- _SET EXERCISE_: Rewrite the data below, swapping every "swimsuit" for "bathing suit" and keeping everything else as it stands.

(Object location annotation data)
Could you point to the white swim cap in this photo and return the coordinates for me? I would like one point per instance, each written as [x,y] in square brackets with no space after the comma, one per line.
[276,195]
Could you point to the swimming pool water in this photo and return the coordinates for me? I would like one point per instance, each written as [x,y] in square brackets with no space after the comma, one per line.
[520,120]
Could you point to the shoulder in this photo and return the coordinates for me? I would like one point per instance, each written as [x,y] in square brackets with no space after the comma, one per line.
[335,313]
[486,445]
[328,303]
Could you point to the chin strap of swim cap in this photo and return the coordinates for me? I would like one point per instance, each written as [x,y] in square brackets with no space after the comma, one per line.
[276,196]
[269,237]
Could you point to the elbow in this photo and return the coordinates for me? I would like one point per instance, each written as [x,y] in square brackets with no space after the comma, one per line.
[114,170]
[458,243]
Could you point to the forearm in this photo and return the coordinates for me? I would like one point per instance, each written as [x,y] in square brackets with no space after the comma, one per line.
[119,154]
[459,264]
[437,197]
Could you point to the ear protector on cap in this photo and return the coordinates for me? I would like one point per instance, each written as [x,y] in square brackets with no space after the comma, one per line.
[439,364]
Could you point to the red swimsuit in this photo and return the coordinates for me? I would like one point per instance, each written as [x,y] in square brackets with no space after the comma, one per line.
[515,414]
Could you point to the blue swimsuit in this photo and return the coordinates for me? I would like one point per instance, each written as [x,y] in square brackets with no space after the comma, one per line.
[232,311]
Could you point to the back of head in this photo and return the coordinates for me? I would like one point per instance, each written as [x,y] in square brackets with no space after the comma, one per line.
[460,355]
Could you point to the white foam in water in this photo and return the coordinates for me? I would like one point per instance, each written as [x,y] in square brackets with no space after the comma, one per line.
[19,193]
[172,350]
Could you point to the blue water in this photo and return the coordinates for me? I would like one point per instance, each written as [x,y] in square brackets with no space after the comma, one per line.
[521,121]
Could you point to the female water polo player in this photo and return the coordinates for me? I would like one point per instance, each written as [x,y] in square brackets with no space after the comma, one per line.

- _RESPONSE_:
Could you point to the white swim cap in this photo and return the coordinates for me? I would like one point per instance, each written as [x,y] in square brackets with no space after the comma, one per line.
[276,195]
Could you point to the swimming pool water in this photo and return the coordinates for me? I would like one point per instance, each written as [x,y] in square brackets with no space after the comma, one per line.
[520,120]
Could you point to the shoulder in this photo and return the coordinates for me? I would like one point per instance, each written as [x,y] in square brackets with no space after the comma, one per line.
[335,313]
[486,445]
[328,303]
Could you point to the chin strap of swim cap in this photo and return the coordinates for me? I would like one point per instance, each written as [x,y] in square brackets with no space after the comma, one per line.
[276,196]
[269,237]
Could you point to the elbow in this photo and return the coordinates for me? I would like one point per instance, each written as [x,y] in square brackets with no space after the comma, one per line.
[114,170]
[458,243]
Could you point to the forearm in this photo and return the coordinates for me? I would like one point per instance, each written as [x,y] in square brackets with no space after the comma, one per line.
[119,154]
[459,264]
[437,197]
Could you point to the ear protector on cap in this photo and return the coordinates for me? I would like one point per instance, each written as [x,y] in square brackets with no space after the comma, one per line.
[439,364]
Could you point to the red bathing suit in this photo and return the coordinates for me? I would like one point per instance, each written as [x,y] in square brackets with no space after the comma, one per line.
[515,414]
Could you point to the blue bathing suit in this photo and return the coordinates for me? I would like one point per instance, each written as [x,y] in square brackets with no space after the comma, one per line.
[232,311]
Could you point to the back of head in this photo and return the coordinates for me? I would like one point per instance, each written as [x,y] in square brackets with no space after the comma, one per line.
[460,355]
Could you point to the white foam in water in this photo and return the coordinates for me? I would like one point per instance, each written as [x,y] in square brackets with no space after the comma, one per line.
[19,193]
[172,350]
Could you point to the blue water in this photo and return the coordinates for me? I would like one point per instance, each written as [x,y] in square brackets with no space after the comma, one per line.
[521,121]
Could you point to the female water polo player in this photo and return the coordinates for me? I would like one point per instance, each written as [x,y] in square brackets with no space after the comma, one per line.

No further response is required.